Material for this exercise:
↓

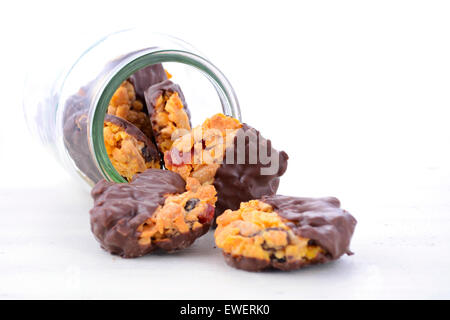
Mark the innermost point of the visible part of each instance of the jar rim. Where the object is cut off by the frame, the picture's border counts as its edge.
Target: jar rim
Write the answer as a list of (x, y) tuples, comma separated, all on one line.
[(122, 71)]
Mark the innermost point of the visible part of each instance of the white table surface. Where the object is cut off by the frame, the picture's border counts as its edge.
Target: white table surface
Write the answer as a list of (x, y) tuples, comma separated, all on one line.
[(357, 93)]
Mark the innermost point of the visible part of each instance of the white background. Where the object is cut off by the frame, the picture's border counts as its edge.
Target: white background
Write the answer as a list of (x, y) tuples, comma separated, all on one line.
[(357, 92)]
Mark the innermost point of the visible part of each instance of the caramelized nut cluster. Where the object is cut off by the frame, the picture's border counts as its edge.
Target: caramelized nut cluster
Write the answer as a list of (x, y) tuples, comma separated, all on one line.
[(125, 151), (200, 153), (180, 214), (168, 117), (256, 231), (124, 104)]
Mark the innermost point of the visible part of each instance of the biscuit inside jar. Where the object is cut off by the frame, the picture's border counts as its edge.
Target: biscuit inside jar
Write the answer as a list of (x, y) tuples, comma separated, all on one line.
[(168, 117), (201, 152), (180, 214), (125, 151), (123, 104), (256, 231)]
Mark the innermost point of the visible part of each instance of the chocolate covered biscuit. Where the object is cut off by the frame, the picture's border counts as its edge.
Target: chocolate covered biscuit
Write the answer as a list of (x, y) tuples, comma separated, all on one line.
[(286, 233), (129, 149), (234, 157), (168, 113), (157, 209), (147, 77)]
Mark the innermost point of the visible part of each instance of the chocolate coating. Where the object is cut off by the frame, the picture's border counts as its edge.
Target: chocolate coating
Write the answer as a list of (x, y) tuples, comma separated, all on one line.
[(254, 264), (318, 219), (149, 152), (76, 142), (120, 208), (147, 77), (236, 183), (155, 91)]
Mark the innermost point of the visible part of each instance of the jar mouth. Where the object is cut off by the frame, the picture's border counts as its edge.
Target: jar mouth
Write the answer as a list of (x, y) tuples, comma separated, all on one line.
[(123, 71)]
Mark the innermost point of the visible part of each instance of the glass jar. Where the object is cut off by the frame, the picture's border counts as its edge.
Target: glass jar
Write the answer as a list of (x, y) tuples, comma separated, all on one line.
[(67, 113)]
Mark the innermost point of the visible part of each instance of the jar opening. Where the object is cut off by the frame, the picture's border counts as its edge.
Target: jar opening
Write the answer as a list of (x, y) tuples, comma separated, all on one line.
[(123, 71)]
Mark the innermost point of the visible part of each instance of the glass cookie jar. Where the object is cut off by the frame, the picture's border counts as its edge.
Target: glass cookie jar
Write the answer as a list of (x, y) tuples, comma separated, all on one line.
[(67, 112)]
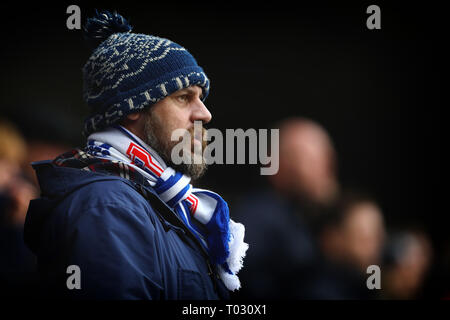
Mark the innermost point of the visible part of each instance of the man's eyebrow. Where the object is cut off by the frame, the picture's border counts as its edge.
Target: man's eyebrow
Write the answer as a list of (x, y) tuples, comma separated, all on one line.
[(190, 90)]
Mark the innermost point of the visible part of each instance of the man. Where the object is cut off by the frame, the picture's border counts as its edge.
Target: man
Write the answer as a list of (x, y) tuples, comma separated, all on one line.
[(119, 219), (286, 211)]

↑

Short problem: Copy every line above word for word, leaving out the pictures.

Reply to the exercise:
Mark the innermost point of the visible part of each instance of the jar rim. Where the object is cut off by the frame, the picture's border counts as its edge.
Target: jar rim
Write the answer as a list of (x, y) tuples, comma separated, all on one line.
[(122, 71)]
Mark the innermost point of the visible part of each instance of the white table surface. Where the object is cut off by the frame, the picture's border counts as its edge.
Target: white table surface
Write the answer as a list of (x, y) tuples, comma separated, all on one line.
[(357, 93)]
Mark the innermost point of the visible part of each instance of the white background. Where the object is cut off by the frame, the picture's border counts as its edge.
Target: white background
Write the answer as a list of (x, y) tuples, comma separated, all on one line.
[(357, 92)]
Mark the innermost point of the visible part of each instance of the caramelized nut cluster. Where the object is cut off by the frame, the picture's border counts as its edge.
Target: caramelized nut cluster
Write the answer as a list of (x, y) tuples, comma separated, all on one line.
[(125, 151), (200, 153), (180, 214), (168, 117), (256, 231), (124, 104)]
Mark the innermost point of the visible part of each instance of the biscuit inside jar. Where the object is cut off by the frame, the picture's border counts as its edge.
Target: biscuit inside jar
Write the answer as a list of (x, y) tuples, comma separated, all on one line.
[(168, 117), (201, 152), (180, 214), (125, 151), (123, 104), (256, 231)]
Mark the innermost point of the visible part of each instance of the chocolate covered biscuit. Where the object is cut off by the frame, the picture's border counts as its edge.
Target: chocolate covered biscuit
Write the answer as a list of (x, y) tuples, comma separated, all on one line.
[(286, 233), (129, 149), (234, 157), (168, 113), (157, 209), (147, 77)]
Mark the innermost point of the visible part of each instance of the chocolate coating. Where the object is cut off by the frame, the picture's border counts as its edge.
Target: chocolate coating
Write the answer as a list of (x, y) tuples, comma separated, all on one line.
[(254, 264), (318, 219), (149, 152), (76, 142), (120, 208), (147, 77), (236, 183), (155, 91)]
Mark the innermost point of the visible part of each instance of the jar mouth. Where the object is cut off by the frame, the picture's border counts as its edge.
Target: jar mouth
Write the answer as a list of (x, y) tuples, comma separated, all on one line.
[(123, 71)]
Mark the innermost point of the visible part of each instance of the glass jar. Where the object is cut off by the frame, the picture's border counts as its edge.
Target: glass jar
Write the answer as a list of (x, y) tuples, comma separated, all on one line.
[(67, 113)]
Mark the innermost point of the visible part of each instance of the jar opening. Where the object is cut off by the frame, the picture's border counts as its edge.
Target: jar opening
Write the answer as a list of (x, y) tuples, comma separated, all on one line.
[(123, 71)]
Mark the innermost point of the visible part of each instance of the glass cookie jar. Where the object is cut off by the frame, the picture's border counts as its edge.
Target: glass cookie jar
Write the answer as a list of (x, y) tuples, comma separated, all on one line.
[(67, 112)]
Mark the innermost point of the visible part of each instance of the man's eyebrow. Where the object is cut off by the frame, the picture's border counts as its edge.
Target: man's eyebrow
Write the answer as a list of (x, y) tuples, comma separated, all on one line.
[(190, 90)]
Mark the innermost point of the visible part of each instance of the man. Where the object is cut off by the frame, the picture's border counts as its edge.
Target: man
Write the answer as a list of (x, y) tuples, comma separated, all on one line.
[(119, 219), (286, 211)]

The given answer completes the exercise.